◆ **Items from a data source**:
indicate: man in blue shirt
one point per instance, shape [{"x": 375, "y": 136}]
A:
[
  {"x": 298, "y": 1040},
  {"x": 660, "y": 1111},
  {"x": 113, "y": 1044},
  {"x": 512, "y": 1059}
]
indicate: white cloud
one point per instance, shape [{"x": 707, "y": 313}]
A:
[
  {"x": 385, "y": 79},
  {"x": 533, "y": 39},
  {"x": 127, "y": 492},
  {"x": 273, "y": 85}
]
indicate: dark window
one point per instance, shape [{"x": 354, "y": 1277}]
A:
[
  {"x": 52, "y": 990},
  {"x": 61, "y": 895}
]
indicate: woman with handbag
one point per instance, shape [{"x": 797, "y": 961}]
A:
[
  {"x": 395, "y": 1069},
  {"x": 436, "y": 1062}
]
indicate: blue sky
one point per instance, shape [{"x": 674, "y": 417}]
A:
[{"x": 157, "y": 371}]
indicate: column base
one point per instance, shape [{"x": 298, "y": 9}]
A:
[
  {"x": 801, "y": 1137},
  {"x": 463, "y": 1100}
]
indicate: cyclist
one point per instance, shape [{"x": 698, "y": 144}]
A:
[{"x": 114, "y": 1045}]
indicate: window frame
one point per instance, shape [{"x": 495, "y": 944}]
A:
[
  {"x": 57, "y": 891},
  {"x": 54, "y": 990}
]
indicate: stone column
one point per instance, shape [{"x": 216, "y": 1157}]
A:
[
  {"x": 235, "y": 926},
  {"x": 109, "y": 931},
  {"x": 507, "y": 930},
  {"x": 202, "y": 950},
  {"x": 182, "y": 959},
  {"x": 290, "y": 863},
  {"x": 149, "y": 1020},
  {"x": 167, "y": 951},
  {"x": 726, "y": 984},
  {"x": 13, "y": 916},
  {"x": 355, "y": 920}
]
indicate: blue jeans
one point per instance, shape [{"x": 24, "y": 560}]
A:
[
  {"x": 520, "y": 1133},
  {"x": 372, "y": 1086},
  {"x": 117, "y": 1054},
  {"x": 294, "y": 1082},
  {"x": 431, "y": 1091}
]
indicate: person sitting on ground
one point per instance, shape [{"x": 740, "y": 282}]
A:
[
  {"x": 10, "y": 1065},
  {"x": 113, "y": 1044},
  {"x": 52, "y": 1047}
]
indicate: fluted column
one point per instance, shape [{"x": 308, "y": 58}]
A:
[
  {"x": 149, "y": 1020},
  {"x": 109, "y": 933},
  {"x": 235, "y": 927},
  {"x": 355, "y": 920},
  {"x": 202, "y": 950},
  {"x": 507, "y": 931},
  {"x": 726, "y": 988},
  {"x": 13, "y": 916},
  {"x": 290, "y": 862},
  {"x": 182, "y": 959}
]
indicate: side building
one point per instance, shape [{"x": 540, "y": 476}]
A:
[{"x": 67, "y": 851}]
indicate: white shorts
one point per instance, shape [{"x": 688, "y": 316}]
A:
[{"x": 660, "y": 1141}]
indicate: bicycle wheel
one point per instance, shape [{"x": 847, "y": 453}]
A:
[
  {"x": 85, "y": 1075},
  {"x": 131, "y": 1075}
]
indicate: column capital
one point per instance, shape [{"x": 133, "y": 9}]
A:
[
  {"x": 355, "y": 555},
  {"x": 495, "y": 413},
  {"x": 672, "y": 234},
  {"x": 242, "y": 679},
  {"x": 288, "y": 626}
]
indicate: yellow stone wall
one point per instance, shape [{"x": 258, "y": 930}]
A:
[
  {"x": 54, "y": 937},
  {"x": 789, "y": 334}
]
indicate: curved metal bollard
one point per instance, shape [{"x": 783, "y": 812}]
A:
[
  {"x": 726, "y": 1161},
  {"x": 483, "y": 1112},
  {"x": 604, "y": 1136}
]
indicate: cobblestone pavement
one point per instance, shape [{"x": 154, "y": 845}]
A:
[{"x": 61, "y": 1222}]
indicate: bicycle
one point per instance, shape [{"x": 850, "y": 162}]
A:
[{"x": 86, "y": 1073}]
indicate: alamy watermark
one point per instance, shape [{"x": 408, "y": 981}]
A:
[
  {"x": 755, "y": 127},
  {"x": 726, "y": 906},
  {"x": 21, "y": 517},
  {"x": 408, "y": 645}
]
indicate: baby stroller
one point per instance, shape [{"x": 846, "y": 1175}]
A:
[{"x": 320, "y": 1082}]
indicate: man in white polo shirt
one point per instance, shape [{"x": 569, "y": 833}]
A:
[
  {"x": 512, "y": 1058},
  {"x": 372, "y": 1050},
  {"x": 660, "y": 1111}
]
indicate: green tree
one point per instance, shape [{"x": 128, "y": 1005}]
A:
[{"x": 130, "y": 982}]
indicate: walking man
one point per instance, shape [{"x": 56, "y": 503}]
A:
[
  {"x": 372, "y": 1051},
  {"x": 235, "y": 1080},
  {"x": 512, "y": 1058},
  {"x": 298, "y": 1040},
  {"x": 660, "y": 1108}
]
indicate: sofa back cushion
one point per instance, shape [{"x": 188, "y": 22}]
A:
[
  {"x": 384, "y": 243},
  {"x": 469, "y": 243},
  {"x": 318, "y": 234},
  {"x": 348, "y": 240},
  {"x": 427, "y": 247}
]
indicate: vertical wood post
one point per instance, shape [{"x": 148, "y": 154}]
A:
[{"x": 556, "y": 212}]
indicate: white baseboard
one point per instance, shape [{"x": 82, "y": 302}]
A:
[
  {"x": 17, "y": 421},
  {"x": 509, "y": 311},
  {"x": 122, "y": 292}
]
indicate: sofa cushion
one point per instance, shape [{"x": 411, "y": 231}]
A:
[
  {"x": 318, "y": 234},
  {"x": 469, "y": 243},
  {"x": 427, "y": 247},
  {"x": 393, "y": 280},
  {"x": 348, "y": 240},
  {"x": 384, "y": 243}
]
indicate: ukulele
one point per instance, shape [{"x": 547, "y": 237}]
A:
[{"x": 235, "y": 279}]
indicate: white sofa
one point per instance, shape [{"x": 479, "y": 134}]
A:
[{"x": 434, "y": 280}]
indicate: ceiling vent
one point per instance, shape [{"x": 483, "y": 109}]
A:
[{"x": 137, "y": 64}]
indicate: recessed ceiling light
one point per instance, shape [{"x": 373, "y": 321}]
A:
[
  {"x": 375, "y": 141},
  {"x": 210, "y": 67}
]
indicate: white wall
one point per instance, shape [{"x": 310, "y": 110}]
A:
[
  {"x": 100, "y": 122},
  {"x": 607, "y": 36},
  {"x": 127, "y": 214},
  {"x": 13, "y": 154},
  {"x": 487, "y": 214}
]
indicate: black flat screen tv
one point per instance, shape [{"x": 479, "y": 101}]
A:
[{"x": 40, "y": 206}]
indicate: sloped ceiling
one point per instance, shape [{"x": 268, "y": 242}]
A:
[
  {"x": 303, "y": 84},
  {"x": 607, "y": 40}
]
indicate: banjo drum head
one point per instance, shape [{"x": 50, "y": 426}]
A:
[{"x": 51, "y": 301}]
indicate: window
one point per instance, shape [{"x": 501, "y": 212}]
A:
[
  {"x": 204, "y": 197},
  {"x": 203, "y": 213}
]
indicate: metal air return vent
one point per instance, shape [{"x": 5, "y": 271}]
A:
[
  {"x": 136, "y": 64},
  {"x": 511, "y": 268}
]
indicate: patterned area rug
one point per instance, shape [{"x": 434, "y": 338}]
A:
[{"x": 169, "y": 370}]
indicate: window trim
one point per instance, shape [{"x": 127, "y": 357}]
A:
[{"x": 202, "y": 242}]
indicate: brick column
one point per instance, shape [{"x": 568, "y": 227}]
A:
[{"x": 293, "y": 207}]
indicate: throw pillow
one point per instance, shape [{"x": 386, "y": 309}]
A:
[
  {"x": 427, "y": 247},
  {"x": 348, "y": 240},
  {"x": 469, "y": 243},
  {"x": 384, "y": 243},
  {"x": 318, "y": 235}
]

◆ **Exercise prompt**:
Count each line above where the word "cushion" appears, and answer with nothing except that count.

◆ **Answer for this exercise**:
2